- _Reading text_:
Tracking for FRINGE Effect — Performance Transfer in Production

Grabbing an Actor’s Performance

In 2008 concepts and methods developed working on 3D conversion for IMAX films combined to solve a problem at Zoic studios for the Bad Robot TV series FRINGE. Those IMAX3D films required large amounts of match moved geometry to generate depth information.  During that time I experimented projecting two dimensional tracking information to the surface of a placed 3D model, as a simple “look-at” constraint — capturing movement that was much more accurate than that produced by hand animation.  Unfortunately it was too late in production to use it effectively.

The FRINGE team faced a similar, though more formidable challenge.  Tasked with adding moving detail in the veins of a character grimacing dramatically in pain. Similar work was done for the previous episode, of a melting airline pilot, Which was entirely tracked with 3D solvers, and tightly matched via brute-force hand animation.  That shot required a lot of deconstruction, and 2D tracking/warping to fit it in the composite, but our combined effort won a Visual Effects Society award for the Supervisory team. For this episode, I watched the animation team struggle again with matching a performance for a week hand-tracking this footage but I was only in the compositing team at the time. Remembering how hard it was to lock the last performance down in the composite (a lot of late nights), I figured my experiments for IMAX might be worth a try.

- _Items_:
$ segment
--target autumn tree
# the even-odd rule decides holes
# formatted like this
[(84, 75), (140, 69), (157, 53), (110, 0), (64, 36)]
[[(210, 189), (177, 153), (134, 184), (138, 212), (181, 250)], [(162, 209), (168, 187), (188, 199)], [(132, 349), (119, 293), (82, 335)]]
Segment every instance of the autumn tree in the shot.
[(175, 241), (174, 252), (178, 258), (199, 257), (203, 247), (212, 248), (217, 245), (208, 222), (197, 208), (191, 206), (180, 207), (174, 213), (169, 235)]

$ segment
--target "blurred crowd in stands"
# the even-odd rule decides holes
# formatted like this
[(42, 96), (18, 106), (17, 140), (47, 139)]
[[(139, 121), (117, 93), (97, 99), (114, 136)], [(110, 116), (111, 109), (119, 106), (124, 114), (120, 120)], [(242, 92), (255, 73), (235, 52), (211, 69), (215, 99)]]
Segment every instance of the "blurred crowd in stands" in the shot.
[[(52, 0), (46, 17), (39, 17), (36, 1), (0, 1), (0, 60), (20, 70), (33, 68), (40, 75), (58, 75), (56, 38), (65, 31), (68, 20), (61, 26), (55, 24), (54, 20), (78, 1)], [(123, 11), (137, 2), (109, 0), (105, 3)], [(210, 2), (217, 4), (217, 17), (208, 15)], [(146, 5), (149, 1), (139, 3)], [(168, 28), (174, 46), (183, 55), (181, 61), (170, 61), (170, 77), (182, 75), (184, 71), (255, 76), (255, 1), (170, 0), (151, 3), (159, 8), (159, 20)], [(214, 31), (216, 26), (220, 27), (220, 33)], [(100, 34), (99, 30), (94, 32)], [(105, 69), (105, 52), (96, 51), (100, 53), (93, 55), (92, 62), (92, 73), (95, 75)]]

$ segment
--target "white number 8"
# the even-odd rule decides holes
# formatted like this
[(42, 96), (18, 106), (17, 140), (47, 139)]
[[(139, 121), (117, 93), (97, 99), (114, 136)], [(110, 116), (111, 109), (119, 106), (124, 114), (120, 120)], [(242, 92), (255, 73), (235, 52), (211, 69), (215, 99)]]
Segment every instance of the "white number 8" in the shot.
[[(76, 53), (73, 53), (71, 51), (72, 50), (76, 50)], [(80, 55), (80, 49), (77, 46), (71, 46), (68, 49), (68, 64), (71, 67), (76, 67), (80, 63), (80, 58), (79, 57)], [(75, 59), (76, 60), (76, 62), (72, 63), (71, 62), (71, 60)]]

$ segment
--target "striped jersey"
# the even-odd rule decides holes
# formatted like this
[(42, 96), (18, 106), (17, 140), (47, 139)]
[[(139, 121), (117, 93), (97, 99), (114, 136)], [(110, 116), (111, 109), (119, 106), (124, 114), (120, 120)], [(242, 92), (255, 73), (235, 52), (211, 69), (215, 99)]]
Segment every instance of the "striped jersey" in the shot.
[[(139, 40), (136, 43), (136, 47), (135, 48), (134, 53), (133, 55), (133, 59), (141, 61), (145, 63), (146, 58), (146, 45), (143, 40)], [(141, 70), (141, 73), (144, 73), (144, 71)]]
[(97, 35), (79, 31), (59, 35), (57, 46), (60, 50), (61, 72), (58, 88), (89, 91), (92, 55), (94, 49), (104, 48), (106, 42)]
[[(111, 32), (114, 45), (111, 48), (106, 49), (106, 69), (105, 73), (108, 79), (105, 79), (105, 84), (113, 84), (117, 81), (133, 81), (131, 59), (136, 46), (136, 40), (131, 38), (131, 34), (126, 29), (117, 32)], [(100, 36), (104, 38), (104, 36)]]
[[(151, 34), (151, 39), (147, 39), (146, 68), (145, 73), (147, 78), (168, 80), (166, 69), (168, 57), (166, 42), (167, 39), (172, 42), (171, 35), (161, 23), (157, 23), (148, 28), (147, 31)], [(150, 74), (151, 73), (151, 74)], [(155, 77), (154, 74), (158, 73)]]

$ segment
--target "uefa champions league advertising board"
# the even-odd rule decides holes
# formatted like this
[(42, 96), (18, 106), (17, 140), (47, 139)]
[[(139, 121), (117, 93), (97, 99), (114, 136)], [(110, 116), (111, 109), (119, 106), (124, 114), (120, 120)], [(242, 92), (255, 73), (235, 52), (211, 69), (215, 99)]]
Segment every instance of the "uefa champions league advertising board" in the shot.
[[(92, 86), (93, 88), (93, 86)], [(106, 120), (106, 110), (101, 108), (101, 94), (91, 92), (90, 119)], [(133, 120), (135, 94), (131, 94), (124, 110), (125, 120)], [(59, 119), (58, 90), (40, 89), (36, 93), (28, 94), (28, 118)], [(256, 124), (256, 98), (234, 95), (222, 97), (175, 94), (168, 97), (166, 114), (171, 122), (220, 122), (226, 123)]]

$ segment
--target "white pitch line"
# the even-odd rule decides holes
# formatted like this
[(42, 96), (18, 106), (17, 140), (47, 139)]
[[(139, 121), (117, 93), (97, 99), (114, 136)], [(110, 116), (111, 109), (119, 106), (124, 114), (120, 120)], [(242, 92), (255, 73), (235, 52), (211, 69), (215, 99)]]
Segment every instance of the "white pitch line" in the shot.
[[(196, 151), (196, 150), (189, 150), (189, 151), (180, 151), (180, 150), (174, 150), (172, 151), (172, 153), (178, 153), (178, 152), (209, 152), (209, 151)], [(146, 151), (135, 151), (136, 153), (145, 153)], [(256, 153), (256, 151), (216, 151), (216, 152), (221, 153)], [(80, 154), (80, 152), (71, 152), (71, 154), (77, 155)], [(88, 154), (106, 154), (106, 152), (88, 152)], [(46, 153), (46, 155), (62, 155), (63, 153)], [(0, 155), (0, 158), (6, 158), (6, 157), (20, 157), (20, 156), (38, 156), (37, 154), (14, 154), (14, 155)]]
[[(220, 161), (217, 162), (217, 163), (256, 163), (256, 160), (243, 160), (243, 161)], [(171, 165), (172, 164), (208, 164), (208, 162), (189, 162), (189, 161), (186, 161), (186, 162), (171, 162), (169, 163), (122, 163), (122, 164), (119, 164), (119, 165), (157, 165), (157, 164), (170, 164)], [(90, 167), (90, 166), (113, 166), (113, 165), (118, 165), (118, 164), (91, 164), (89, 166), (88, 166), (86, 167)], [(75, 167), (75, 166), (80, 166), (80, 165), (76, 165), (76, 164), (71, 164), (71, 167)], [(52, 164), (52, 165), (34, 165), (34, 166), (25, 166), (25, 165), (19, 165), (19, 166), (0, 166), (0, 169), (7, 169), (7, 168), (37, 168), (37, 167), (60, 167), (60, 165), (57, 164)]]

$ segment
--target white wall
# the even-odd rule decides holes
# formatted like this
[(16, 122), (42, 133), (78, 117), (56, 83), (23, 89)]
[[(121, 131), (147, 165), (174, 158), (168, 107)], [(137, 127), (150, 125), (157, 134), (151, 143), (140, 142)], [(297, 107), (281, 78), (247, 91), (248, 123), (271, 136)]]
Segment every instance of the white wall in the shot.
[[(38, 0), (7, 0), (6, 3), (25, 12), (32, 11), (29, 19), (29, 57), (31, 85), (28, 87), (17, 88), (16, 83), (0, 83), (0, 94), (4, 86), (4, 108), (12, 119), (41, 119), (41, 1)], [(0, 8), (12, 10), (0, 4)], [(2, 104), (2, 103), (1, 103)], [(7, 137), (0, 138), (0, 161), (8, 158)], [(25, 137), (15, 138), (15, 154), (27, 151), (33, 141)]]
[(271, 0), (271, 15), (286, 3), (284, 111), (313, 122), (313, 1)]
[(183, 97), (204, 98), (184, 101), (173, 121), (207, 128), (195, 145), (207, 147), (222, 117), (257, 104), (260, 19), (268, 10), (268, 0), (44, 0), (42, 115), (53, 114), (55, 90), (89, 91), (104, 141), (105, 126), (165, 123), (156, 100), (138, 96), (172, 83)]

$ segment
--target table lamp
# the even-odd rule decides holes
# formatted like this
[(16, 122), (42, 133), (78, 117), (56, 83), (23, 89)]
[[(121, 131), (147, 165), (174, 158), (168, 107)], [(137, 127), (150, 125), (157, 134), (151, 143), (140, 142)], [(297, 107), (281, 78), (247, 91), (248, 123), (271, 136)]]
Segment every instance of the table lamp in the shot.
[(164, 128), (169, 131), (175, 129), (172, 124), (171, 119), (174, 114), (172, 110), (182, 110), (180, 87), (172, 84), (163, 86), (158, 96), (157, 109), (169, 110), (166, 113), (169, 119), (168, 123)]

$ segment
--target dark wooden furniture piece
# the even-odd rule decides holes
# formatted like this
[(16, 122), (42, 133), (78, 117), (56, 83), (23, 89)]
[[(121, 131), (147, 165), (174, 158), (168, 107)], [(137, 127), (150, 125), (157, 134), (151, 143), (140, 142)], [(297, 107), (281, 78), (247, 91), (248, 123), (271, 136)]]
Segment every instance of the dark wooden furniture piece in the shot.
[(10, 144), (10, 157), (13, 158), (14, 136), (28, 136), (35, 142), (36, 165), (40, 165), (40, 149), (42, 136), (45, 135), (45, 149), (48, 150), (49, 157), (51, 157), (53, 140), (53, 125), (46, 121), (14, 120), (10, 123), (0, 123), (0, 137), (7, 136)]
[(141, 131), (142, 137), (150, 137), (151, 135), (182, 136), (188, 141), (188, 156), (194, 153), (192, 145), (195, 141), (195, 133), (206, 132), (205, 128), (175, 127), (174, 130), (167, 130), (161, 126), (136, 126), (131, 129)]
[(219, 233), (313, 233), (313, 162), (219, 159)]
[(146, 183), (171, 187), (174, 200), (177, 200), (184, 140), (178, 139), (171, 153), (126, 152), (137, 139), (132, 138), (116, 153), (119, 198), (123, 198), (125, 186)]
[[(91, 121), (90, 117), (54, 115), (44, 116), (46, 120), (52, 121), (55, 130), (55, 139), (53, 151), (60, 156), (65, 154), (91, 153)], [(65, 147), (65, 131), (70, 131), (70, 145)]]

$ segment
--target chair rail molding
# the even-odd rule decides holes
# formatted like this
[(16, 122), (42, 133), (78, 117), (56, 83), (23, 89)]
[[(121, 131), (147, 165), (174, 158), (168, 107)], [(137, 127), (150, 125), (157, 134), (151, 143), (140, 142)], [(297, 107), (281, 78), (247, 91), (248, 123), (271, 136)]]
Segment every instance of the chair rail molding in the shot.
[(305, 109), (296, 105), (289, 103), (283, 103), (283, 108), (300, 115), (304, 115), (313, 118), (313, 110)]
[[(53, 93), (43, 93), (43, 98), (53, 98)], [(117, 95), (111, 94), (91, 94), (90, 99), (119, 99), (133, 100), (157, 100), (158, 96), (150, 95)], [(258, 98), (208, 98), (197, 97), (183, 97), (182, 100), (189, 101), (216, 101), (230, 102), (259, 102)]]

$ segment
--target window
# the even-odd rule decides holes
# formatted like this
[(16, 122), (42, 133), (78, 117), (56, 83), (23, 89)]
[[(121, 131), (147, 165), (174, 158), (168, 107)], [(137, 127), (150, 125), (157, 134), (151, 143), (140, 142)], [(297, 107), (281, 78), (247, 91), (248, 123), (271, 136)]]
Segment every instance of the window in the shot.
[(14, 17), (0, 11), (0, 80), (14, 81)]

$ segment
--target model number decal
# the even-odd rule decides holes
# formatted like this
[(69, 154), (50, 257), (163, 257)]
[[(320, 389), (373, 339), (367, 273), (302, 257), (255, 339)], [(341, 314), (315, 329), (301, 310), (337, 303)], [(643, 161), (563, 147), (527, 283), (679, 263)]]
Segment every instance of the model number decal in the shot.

- _Work instructions_:
**a.** Rewrite the paragraph of the FRINGE tracking article beginning "In 2008 concepts and methods" in fewer words, keeping its main facts.
**b.** According to the FRINGE tracking article, what award did the combined work on the melting airline pilot shot win?
**c.** Carry the FRINGE tracking article on from its last sentence.
The listing above is unrelated to the FRINGE tracking article.

- _Responses in order_:
**a.** In 2008, methods from 3D conversion work on IMAX films helped solve a problem at Zoic studios for Bad Robot's TV series FRINGE. Those IMAX3D films needed large amounts of match-moved geometry to generate depth. The writer had experimented with projecting 2D tracking data onto a placed 3D model as a simple "look-at" constraint, which captured movement far more accurately than hand animation, but it came too late in that production to be used effectively.

**b.** A Visual Effects Society award for the Supervisory team.

**c.**
That evening, in my small home office I extrapolated my earlier concept, and wrote supporting code in After Effects and Maya to handle multiple track points, building a system which uses 2D tracking points exported from Syntheyes to warp 3D meshes. This video, and very little sleep, was the result:

The system converts several 2D track points, in this case without any on-set tracking markers, into 3D points at the camera plane, and projects them along the camera frustum to the appropriate depth of a simple recovered point model.  This is used to deform a higher-order mesh, as opposed to calculating the more intense number of polygons each time. The recovered mesh is derived as much as possible from the original tracking, but at times can be a low-resolution re-creation as long as control points roughly line up with the tracked position.

With no scan of the actor, my own mesh from a scan acquired at the SIGGRAPH conference from 3DMD — one of my favorite booths to visit there — would have to do.  It was good enough for demonstration purposes.  The plastic deformation around the lips was especially interesting — lips which were still merged together. You can see some distortion in outlying regions, but that can be corrected later.  At this point it was an unsanctioned test that I was funding, so just enough detail to sell the idea.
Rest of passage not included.